▶ [YOUR GOAL]: Lines from the one containing "in [49, 128]." through the end of the data are to be returned exactly, and no others.

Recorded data
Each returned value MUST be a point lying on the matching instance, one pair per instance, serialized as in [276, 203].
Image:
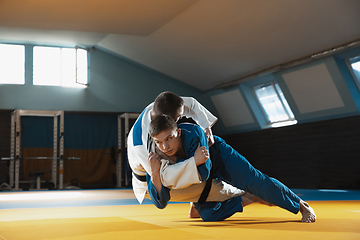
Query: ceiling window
[12, 64]
[66, 67]
[274, 105]
[354, 64]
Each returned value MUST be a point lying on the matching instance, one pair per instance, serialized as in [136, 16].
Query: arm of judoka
[160, 197]
[198, 113]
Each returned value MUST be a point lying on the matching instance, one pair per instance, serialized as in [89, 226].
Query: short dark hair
[161, 123]
[168, 103]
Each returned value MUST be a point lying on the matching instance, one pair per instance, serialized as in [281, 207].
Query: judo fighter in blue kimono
[182, 177]
[175, 144]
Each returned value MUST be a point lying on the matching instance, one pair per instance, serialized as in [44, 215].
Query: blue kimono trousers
[228, 165]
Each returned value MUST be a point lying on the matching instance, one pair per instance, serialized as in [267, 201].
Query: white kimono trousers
[178, 175]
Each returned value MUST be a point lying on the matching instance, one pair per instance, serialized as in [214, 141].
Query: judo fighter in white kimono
[182, 177]
[177, 143]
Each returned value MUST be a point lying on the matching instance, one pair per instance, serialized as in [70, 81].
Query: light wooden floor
[114, 214]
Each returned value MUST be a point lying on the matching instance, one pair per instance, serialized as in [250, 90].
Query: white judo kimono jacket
[177, 176]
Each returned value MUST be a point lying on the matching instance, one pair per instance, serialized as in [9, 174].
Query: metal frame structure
[15, 151]
[126, 117]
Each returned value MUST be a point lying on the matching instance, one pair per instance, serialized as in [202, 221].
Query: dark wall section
[318, 155]
[5, 131]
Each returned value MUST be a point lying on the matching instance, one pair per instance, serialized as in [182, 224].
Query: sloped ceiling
[201, 42]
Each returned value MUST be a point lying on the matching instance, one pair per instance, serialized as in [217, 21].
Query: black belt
[140, 178]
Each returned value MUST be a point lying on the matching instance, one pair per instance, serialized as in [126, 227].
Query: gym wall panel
[313, 89]
[232, 108]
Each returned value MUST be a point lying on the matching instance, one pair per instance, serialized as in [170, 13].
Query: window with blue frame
[274, 105]
[12, 64]
[354, 64]
[55, 66]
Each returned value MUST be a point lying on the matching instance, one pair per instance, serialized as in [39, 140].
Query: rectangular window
[275, 107]
[354, 64]
[67, 67]
[12, 64]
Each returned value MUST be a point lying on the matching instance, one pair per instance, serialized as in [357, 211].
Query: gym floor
[115, 214]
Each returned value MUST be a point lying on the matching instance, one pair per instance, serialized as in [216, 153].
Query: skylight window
[12, 64]
[67, 67]
[275, 107]
[354, 64]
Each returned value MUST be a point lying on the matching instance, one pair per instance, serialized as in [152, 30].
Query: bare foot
[308, 214]
[193, 213]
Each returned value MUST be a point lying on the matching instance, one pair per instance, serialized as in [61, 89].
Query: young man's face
[179, 114]
[168, 141]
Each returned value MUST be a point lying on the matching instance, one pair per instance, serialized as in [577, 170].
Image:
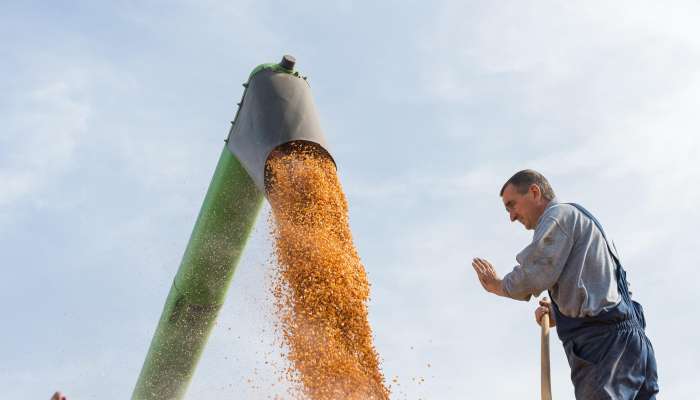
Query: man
[601, 328]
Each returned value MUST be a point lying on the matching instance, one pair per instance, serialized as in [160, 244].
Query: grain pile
[320, 286]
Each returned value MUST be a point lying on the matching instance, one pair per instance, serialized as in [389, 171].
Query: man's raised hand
[488, 277]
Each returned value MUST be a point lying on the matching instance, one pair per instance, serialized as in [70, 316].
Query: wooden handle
[545, 381]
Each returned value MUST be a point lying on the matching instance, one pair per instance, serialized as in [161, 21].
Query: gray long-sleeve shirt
[568, 255]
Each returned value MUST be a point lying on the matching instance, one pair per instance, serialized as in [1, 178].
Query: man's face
[522, 207]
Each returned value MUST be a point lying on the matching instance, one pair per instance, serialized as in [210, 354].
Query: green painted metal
[227, 216]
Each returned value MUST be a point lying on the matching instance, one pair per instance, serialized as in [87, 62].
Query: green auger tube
[224, 223]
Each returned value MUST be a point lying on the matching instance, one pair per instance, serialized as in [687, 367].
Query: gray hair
[523, 179]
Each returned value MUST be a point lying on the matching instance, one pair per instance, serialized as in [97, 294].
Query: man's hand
[545, 308]
[488, 277]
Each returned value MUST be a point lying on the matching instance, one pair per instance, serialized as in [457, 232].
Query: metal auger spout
[277, 108]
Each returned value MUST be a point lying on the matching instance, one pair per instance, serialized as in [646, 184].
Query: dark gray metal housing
[277, 108]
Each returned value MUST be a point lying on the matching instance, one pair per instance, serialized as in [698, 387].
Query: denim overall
[609, 354]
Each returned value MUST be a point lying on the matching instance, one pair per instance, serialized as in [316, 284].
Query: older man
[600, 326]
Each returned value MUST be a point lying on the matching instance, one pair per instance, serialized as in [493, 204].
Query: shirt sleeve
[540, 263]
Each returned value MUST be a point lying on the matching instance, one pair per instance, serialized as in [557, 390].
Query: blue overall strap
[619, 270]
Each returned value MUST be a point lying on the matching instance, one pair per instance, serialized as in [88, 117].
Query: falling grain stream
[320, 286]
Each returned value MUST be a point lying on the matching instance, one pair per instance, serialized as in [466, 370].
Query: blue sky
[114, 114]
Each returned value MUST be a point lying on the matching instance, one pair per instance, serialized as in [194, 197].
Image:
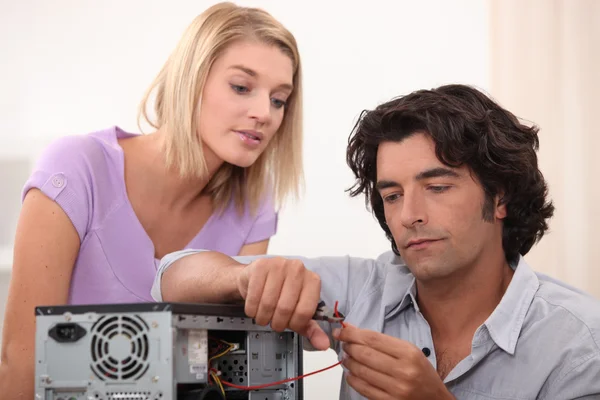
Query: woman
[101, 209]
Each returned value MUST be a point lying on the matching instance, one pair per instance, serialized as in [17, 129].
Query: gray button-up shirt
[541, 342]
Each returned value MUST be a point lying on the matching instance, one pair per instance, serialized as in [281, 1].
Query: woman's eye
[240, 88]
[278, 103]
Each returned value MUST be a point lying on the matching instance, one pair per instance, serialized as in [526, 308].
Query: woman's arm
[253, 249]
[46, 247]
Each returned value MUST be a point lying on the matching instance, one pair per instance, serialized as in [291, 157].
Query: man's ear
[500, 209]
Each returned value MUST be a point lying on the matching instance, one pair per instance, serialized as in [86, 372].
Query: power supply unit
[162, 351]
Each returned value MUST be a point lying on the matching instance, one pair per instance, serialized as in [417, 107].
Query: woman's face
[243, 102]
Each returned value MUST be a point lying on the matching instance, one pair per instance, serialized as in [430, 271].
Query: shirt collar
[503, 325]
[506, 321]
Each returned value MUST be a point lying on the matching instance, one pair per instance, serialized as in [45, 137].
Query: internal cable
[233, 385]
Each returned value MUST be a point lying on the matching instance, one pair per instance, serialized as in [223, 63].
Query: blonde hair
[179, 86]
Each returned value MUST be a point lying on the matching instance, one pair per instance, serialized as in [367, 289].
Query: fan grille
[119, 348]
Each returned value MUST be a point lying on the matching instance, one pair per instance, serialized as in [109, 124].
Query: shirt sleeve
[579, 381]
[265, 224]
[62, 172]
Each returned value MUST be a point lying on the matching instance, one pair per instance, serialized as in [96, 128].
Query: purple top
[84, 174]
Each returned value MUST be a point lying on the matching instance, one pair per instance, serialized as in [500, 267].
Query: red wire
[233, 385]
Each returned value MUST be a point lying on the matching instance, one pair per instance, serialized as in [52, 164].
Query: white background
[73, 66]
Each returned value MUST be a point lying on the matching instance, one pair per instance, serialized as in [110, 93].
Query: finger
[270, 295]
[371, 358]
[377, 372]
[288, 299]
[257, 276]
[367, 390]
[385, 344]
[306, 307]
[316, 335]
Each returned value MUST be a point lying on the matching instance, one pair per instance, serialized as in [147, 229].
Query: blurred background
[74, 66]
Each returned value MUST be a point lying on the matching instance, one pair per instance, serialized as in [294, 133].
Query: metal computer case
[159, 351]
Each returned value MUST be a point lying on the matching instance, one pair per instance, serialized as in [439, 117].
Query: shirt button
[58, 181]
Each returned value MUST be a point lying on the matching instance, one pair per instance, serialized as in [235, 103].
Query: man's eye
[391, 197]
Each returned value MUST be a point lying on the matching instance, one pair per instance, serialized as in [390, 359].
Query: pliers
[324, 313]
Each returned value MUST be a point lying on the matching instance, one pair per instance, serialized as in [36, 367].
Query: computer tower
[162, 351]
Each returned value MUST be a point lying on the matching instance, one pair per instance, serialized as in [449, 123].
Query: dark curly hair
[468, 128]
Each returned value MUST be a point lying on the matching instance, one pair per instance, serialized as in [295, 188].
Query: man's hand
[383, 367]
[285, 294]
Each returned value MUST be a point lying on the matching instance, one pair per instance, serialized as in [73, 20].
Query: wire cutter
[324, 313]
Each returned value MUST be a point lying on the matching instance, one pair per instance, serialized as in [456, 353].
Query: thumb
[243, 280]
[315, 334]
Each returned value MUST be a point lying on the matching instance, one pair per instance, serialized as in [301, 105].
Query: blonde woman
[101, 209]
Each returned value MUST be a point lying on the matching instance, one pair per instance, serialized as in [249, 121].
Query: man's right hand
[285, 294]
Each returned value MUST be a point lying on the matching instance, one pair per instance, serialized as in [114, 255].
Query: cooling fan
[119, 348]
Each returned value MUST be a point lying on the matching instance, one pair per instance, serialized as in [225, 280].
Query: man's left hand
[383, 367]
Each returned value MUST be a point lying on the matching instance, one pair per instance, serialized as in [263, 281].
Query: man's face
[435, 212]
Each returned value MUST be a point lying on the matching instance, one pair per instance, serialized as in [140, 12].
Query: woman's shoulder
[82, 173]
[252, 224]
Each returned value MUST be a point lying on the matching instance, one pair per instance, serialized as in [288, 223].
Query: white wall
[72, 66]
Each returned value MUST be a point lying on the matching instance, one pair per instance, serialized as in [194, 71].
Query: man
[453, 311]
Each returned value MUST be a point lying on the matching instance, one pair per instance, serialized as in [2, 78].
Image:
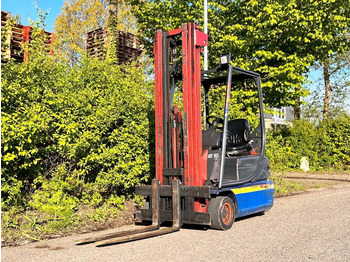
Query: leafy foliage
[73, 135]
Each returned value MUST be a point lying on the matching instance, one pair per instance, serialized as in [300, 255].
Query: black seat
[211, 138]
[238, 142]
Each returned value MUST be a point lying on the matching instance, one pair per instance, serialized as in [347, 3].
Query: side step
[148, 231]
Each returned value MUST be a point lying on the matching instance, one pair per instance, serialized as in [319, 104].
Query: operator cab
[235, 130]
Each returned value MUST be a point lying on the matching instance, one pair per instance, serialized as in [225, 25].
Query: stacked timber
[14, 37]
[128, 48]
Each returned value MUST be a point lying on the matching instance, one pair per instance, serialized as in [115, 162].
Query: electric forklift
[207, 172]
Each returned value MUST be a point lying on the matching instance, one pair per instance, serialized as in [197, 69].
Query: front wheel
[222, 212]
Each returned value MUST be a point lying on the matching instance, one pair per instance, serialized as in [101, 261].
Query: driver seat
[238, 134]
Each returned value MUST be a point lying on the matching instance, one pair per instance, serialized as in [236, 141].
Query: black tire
[222, 210]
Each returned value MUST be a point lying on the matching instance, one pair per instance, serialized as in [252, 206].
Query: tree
[278, 39]
[328, 40]
[81, 16]
[77, 18]
[262, 36]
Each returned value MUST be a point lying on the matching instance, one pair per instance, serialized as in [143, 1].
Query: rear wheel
[222, 212]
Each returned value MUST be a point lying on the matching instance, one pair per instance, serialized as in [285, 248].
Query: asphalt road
[313, 226]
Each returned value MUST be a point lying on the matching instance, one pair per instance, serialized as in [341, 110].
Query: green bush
[73, 135]
[327, 145]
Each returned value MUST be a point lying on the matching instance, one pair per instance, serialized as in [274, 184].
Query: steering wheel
[215, 121]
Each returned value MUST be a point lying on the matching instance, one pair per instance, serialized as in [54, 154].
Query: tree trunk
[297, 110]
[113, 12]
[328, 89]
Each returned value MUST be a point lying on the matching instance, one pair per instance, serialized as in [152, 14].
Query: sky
[26, 9]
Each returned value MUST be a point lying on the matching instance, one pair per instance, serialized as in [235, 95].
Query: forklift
[208, 172]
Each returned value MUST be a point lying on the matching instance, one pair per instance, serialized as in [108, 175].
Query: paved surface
[314, 226]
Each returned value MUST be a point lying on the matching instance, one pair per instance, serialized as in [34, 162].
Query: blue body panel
[251, 197]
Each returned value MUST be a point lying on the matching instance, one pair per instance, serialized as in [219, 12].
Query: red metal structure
[205, 177]
[17, 37]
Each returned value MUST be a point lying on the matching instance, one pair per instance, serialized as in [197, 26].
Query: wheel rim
[226, 214]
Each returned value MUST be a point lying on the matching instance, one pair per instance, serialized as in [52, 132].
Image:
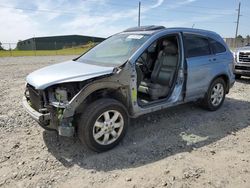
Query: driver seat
[163, 72]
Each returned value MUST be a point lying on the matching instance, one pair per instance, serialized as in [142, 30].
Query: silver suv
[135, 72]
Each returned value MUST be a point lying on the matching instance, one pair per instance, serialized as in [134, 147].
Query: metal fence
[44, 48]
[72, 48]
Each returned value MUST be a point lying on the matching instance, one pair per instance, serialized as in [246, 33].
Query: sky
[22, 19]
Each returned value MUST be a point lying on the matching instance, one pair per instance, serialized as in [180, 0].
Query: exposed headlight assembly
[61, 95]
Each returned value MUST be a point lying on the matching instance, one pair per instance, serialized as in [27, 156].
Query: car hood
[69, 71]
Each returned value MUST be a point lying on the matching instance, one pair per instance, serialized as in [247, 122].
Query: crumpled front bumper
[37, 116]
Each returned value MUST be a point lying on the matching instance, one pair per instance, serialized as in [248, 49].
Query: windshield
[115, 50]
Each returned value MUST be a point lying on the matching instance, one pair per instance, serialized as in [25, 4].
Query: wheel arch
[93, 92]
[225, 78]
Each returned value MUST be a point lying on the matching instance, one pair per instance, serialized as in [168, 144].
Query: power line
[139, 14]
[237, 23]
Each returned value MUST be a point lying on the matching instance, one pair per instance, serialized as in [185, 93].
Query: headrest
[152, 47]
[169, 47]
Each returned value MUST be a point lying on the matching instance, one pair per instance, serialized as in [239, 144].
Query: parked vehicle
[135, 72]
[242, 61]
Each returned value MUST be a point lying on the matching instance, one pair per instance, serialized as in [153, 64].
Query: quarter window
[196, 45]
[217, 47]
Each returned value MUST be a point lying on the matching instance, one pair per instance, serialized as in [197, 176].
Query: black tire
[237, 76]
[89, 117]
[207, 101]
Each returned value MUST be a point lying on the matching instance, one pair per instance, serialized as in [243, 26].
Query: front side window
[196, 45]
[114, 51]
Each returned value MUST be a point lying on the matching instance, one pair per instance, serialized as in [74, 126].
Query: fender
[85, 92]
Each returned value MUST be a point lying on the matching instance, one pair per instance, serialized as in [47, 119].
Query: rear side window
[196, 45]
[216, 46]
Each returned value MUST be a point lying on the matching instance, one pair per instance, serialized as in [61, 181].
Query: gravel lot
[184, 146]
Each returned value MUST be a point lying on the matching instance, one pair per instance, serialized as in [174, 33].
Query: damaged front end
[47, 107]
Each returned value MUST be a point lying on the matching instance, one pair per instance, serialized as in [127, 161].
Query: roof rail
[145, 28]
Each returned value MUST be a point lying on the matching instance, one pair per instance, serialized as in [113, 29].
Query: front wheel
[103, 124]
[237, 76]
[215, 95]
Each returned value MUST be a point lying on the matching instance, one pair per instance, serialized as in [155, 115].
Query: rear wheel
[103, 124]
[237, 76]
[215, 95]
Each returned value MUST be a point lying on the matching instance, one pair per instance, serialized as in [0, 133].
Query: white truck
[242, 61]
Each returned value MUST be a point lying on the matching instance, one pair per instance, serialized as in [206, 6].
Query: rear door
[198, 56]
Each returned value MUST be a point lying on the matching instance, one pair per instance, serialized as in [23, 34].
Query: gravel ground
[183, 146]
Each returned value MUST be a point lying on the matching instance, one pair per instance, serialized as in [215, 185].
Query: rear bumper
[37, 116]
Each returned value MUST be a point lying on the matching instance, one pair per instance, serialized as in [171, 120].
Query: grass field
[67, 51]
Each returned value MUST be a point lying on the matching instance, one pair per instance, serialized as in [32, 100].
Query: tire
[214, 98]
[237, 76]
[97, 129]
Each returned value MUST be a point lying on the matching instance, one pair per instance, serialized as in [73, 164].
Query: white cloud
[15, 25]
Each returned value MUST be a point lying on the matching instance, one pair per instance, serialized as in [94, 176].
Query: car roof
[152, 29]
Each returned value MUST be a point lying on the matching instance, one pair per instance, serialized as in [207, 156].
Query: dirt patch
[183, 146]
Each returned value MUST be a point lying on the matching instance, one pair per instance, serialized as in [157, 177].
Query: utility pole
[139, 15]
[237, 24]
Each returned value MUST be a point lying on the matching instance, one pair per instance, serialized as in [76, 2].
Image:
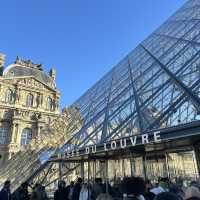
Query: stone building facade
[29, 100]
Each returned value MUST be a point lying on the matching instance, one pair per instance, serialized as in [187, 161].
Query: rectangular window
[3, 135]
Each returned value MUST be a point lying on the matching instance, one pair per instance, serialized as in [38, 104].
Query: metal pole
[144, 166]
[106, 176]
[60, 170]
[82, 170]
[167, 164]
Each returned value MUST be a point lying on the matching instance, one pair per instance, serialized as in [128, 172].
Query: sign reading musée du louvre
[115, 145]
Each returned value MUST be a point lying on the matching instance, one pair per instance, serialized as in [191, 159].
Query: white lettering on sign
[113, 145]
[119, 144]
[105, 147]
[87, 150]
[157, 136]
[94, 149]
[133, 141]
[123, 143]
[145, 139]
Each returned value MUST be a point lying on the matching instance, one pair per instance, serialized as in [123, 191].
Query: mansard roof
[23, 68]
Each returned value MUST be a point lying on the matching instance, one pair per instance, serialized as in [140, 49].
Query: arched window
[3, 135]
[9, 96]
[26, 136]
[49, 103]
[29, 100]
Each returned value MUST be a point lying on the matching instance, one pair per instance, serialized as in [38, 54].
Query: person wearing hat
[61, 193]
[5, 192]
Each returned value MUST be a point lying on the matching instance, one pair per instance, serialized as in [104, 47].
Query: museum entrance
[178, 165]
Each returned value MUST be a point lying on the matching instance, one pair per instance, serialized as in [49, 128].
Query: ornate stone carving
[28, 63]
[59, 130]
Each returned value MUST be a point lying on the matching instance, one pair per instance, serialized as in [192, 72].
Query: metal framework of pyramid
[155, 86]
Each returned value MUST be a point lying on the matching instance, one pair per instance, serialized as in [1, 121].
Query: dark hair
[6, 183]
[133, 185]
[193, 198]
[167, 196]
[98, 180]
[24, 185]
[79, 180]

▶ [RESULT OF THE TASK]:
Each returned value MUST be a point lying on the matching instance, one pair per instance, serialized as in [49, 128].
Query: ornate stone carving
[28, 63]
[59, 130]
Each returned value MUST be a point lying on the matching instance, one pair per instance, serialized as in [192, 72].
Query: metal framework of pyramid
[155, 86]
Each returned value MUST be a point lying on the matching instance, one pair per instance, serialized as in [1, 121].
Query: dark hair
[6, 183]
[133, 185]
[193, 198]
[167, 196]
[98, 180]
[24, 185]
[79, 180]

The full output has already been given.